<<<<

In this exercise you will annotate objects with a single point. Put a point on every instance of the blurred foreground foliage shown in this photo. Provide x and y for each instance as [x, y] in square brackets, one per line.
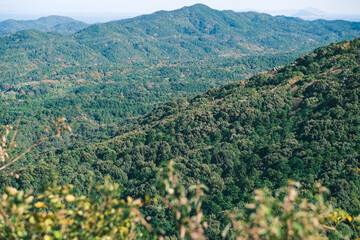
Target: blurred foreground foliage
[58, 214]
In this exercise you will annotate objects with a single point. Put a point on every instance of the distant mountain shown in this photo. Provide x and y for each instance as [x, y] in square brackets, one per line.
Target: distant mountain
[314, 14]
[201, 32]
[58, 24]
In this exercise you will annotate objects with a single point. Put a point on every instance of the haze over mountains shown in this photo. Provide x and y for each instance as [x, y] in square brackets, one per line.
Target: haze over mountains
[237, 101]
[58, 24]
[150, 59]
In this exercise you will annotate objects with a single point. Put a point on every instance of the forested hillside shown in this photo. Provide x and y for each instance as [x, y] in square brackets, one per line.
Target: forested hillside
[58, 24]
[299, 122]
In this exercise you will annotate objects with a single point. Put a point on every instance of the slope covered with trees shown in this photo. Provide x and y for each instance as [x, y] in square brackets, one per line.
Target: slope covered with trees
[299, 122]
[110, 72]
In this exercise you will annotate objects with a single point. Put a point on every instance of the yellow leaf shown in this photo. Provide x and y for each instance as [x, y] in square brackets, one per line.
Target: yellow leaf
[39, 204]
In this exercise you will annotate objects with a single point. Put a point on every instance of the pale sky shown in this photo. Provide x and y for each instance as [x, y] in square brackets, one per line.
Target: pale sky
[64, 7]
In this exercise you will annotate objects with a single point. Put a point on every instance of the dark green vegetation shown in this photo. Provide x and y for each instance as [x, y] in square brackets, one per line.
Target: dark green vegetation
[58, 24]
[110, 72]
[300, 122]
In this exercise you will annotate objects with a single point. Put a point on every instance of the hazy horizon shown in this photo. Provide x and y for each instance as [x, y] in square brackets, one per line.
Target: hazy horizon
[91, 11]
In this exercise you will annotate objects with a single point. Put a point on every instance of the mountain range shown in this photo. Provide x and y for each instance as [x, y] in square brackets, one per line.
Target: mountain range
[230, 98]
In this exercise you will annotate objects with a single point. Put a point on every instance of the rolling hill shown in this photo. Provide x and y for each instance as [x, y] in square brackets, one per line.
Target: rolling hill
[300, 121]
[58, 24]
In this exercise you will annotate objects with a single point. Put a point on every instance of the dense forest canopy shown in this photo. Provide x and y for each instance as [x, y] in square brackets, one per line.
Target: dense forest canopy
[299, 122]
[131, 91]
[58, 24]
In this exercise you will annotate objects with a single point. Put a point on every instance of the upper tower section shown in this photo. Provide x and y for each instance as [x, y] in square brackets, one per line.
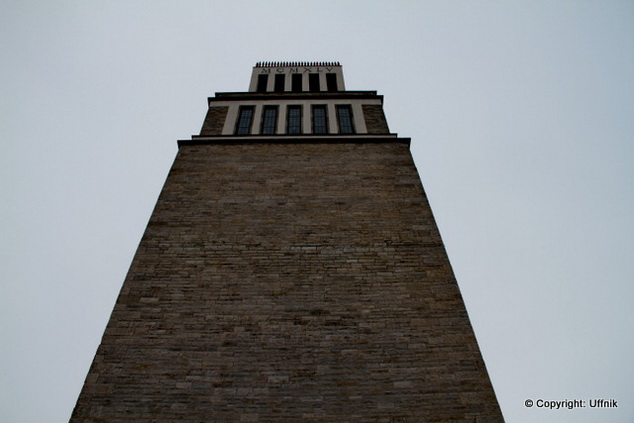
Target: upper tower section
[295, 100]
[297, 77]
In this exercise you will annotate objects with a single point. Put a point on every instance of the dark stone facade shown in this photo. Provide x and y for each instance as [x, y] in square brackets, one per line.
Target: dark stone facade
[214, 121]
[375, 119]
[290, 282]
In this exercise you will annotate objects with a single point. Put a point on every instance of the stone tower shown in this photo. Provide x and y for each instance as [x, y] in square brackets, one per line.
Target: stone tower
[291, 271]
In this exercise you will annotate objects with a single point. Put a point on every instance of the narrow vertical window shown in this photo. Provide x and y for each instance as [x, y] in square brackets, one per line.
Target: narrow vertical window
[245, 115]
[344, 117]
[296, 82]
[263, 78]
[313, 82]
[294, 120]
[269, 120]
[320, 120]
[331, 82]
[279, 83]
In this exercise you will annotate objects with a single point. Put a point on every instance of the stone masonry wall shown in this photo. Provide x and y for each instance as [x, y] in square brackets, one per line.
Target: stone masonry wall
[214, 121]
[301, 282]
[375, 119]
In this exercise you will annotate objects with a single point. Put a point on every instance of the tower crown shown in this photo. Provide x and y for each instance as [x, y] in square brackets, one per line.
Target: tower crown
[297, 77]
[298, 99]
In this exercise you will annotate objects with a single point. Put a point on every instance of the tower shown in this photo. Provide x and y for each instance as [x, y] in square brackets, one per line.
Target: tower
[291, 271]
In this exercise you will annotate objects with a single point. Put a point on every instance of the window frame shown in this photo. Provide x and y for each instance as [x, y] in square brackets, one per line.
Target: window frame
[265, 128]
[240, 128]
[299, 119]
[323, 107]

>>>>

## YOUR INSTRUCTIONS
Print all of the records above word for word, leaving out the pictures.

## RESULT OF THIS EXERCISE
In this exercise you will annotate objects with a single point. Put a point on every instance of the blurred foreground foliage shown in this photo. Provide x and y for each instance as [x, y] in square brackets, one per line.
Target: blurred foreground foliage
[58, 214]
In this exercise you will annotate objects with a single point. Put a point on every instance of the distant mountain shown in this photo. Provide x and y for each instance as [x, y] in square brackets, one per line.
Target: distant mountain
[314, 14]
[201, 32]
[58, 24]
In this exercise you will annotate objects with a single point. Put a point on every instance of the haze over mountains shown in this photo. Provide x and y for each instance as [x, y] in square brackets, one per line.
Target: haze over mountains
[237, 101]
[58, 24]
[150, 59]
In this exercise you will annotate objects with a single point. Put a point on every instance of the forested hillside shown in this photo. Provide x and y for each instance as [x, y] in square brackets, one per line.
Target: forested hillside
[58, 24]
[299, 122]
In this exercise you will annotate objects with a single point. Put a point on every instance of the slope covered with trees shown in this photo. Provide x and y for each instance as [x, y] in square brackets, one per line.
Target: slope covered with trees
[299, 122]
[110, 72]
In this exercise you will annotate objects with a single point. Put a point on every instance of the yellow leaf shown in this photo. Provide x and y for each instance as [x, y] in square brackets, one per line.
Target: yellow leaf
[39, 204]
In this exercise you will annotate objects with a single point. Put a point on every instance of the pale sky shown in this photo. Provide x and y for each instance as [x, y] in square brackets, one per line.
Target: pale sky
[64, 7]
In this exercise you will annotate objects with a single point. Put a point on every instance of the dark green vegetation shown in this photo. Provide x and y for each instance as [x, y] in square brackets, one per line.
Target: dark green vegetation
[58, 24]
[110, 72]
[300, 122]
In this exercise you will annotate objects with a single point. Put a point on every instance of the hazy horizon shown in this photo. Provide x and y for each instance as [x, y] in square brackets, one per line.
Target: hazy horizon
[91, 11]
In this exercise you will annotate objects with a single point. Put a point on every instance of the mountain range shown in this photo. Provide x and y for each instance as [x, y] in square brackets, one per line.
Target: mountain range
[230, 98]
In this exercise you will annotate objects with a single point. Put a point on every instance of the rolling hill shown in this photo. Provide x and y for each instance as [x, y] in square brackets, one per line.
Target: rolling hill
[300, 121]
[58, 24]
In this exercise you will annotate objects with a single point. Put a point on every instance of the dense forest canopy shown in this photo. Provide x and y for each instance as [x, y] in square brackets, one per line.
Target: dense forest canopy
[299, 122]
[131, 91]
[58, 24]
In this exercise you will annotate objects with a single point. Put a point on every instance of the upper tower section shown in this photo. Provide x and y for each instance as [x, y] in square brackets, one per line.
Target: upper tower section
[295, 100]
[297, 77]
In this exercise you will annotate objects with a single point. Put a point on every instance of the dark stone facade shown in this photo. Provide x and y for each instance as [x, y] in square brackets, one per line.
Target: dark stone facade
[214, 121]
[375, 119]
[290, 282]
In this exercise you will annotate objects with a single point. Put a point on every instance of the stone tower shown in this photo. Provide x and y for each instance as [x, y] in square brackets, one per line.
Target: stone tower
[291, 271]
In this exercise you will annotate objects with a single point. Put a point on every instance of the narrow vertical window shown in this photo. Provide x and y for each instance as [x, y] in square brackets, one per line.
Target: narrow vertical window
[245, 115]
[344, 117]
[296, 82]
[263, 78]
[313, 82]
[294, 120]
[269, 120]
[320, 120]
[331, 82]
[279, 83]
In this exercise you will annotate objects with a single point. Put a point on every instance of the stone masonry wall shown in this photo. Provide x and y for each instance as [x, y] in square brackets, one per line.
Target: stone masonry wall
[214, 121]
[301, 282]
[375, 119]
In this exercise you will annotate objects with a single point. Put a point on every instance of the tower crown shown in this photo. Provide x and y for each instance as [x, y] in square brackets, one per line.
Target: tower crown
[297, 77]
[298, 99]
In this exercise you will annotate objects with a single point. Put a point on every instance of the tower shown in this photo. Provide x and y for each instance as [x, y] in square brackets, one per line.
Target: tower
[291, 271]
In this exercise you will annotate objects with a single point. Put a point on every instance of the window frame shown in this photo. Provide x and y for each instance as [x, y] in square brackets, one per line.
Target: window frame
[265, 128]
[240, 128]
[299, 119]
[323, 107]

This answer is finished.